■ Exercise
Transcribe the entries in full, keeping each word as it is.

■ Data extract

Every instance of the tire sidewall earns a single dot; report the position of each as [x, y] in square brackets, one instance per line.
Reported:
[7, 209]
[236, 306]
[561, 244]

■ Solution to the problem
Every instance of the tire sidewall earns a single dot; report the position of each as [x, y] in square brackets, one instance per line.
Reported:
[7, 209]
[236, 306]
[561, 244]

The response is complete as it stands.